There and back again
Sophie Lokes talks with Dentistry about her journey to qualifying and practising as a hygienist on the back of the pandemic.
What’s your background in dentistry?
Sophie Lokes (SL): My journey in dentistry is a little complicated – I joined The Gallery back in 2014 and worked there as a nurse until I left about four years later.
But I didn’t get a new job: I went to train as a hygienist, and I got lucky in that when I graduated, the practice was looking for a new hygienist. So, I found myself coming back to where it all started!
I’m working three days a week as a hygienist here. We’re a mixed practice though I mainly treat adults as we only see children on our NHS contract. Most of them have been coming to the practice for years. It feels like a second family in a lot of ways. They recognise everyone in the practice and we’re on a first-name basis with a lot of them. It’s a lovely environment to work in.
How did it feel to come back to the practice?
SL: The practice had joined Dentex in the meantime and in all honesty, I was a little apprehensive. It was privately owned prior to that. The principal, Robin Denville, opened the practice in the 80s and had run it for 30 years with his wife.
I was used to it being this small family-run business and the prospect of Dentex – this big company that owns a lot of practices – coming in and changing everything was a bit daunting. There was some apprehension at the prospect of things changing, but once we joined, Dentex actually didn’t change much. There was no reason to be worried at all!
I came back to the practice in the middle of the pandemic, which was a bit nerve wracking. It’s scary enough being newly qualified and going in to a brand-new job. Doing it during COVID-19 made it even more challenging! The team have been great about welcoming me back though. I was able to come in a few weeks before I started and shadow people. When my first day came around, I felt much more prepared for it.
I started off as a nurse and I came back as a hygienist, with more responsibility. Initially it was daunting, but after just a few months I felt so appreciated for what I was doing. COVID-19 has made life difficult for so many people. A lot of older hygienists are retiring or simply leaving the profession. So, to come in and feel thoroughly welcomed and appreciated quickly helped allay any fears.
How did the pandemic affect the practice?
SL: I think the first lockdown – where practices couldn’t open – was hardest. I joined a little while after that was over, but I think all that uncertainty was hard for everyone.

> [YOUR TASK]
Continue the interview with Sophie Lokes about her return to the practice as a hygienist, starting after its last sentence.

[Extracted data entries]
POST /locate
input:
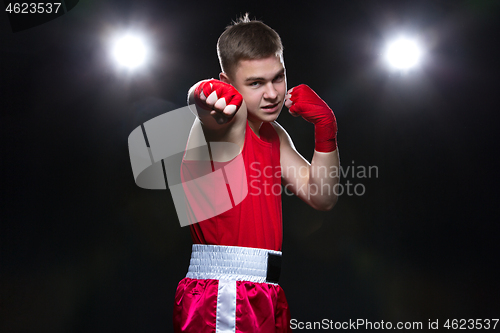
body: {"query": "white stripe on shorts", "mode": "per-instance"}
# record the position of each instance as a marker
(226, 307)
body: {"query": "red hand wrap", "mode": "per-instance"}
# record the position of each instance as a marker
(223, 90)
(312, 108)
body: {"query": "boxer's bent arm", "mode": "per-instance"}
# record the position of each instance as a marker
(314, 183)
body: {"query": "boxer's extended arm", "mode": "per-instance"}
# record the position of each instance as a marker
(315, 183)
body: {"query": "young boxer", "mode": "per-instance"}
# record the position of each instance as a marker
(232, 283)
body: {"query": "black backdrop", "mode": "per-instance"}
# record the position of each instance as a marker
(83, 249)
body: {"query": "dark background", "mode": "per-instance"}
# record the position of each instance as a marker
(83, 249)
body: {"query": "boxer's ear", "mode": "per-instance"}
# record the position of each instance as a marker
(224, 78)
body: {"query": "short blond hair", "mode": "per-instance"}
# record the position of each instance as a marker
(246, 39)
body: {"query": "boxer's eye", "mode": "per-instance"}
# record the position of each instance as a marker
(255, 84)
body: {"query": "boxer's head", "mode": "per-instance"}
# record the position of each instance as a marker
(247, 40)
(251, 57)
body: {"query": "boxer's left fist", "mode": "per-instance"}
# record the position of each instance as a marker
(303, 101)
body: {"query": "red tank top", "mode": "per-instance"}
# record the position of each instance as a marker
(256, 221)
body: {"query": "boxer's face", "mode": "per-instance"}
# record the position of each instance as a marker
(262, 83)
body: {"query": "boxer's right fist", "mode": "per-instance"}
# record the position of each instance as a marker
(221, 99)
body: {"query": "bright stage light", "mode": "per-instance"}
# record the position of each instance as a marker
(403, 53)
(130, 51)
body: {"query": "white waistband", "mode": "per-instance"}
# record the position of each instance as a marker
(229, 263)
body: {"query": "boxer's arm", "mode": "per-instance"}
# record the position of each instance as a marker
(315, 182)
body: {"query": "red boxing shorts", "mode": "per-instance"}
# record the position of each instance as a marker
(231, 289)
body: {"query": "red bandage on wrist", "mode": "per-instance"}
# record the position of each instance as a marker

> [RESULT OF THE EXERCISE]
Since then, we’ve essentially been open as usual, and that’s made things much easier. While we can’t see as many people as we’d like to because of the regulations, we’re really busy, which is great.
I’m sure that a year ago there was the worry that perhaps we wouldn’t get back on our feet. However, there’s been such demand that our other hygienist is booked up for months in advance now. We’re getting a lot of new patients signing up as well
It’s nice to know that patients still want to come and see us. I think there are plenty of things to be hopeful about!
What’s your take on Dentex now you’ve worked with the company for a little while?
SL: The changeover happened really quietly – it was mostly behind the scenes. When Robin was owner and clinician, he was often left with quite a bit to juggle, but now there’s more structure and a bigger team behind us to deal with any problems should they crop up. It’s not that things were bad before; more that getting things done feels more efficient now.
From a patient perspective I don’t think they have any idea that anything’s changed – we have the same faces, so to them it’s the same practice they’ve always known.
Has life as a hygienist turned out the way you expected?
SL: It’s varied, and I’m learning a lot every day, but it’s been a really positive change.
I’ve taken over from a hygienist who was with the practice for about seven years. We have another hygienist, Diane, who’s been here since the 80s. She’s been treating generations of the same families, and pretty much has a cult following at this point!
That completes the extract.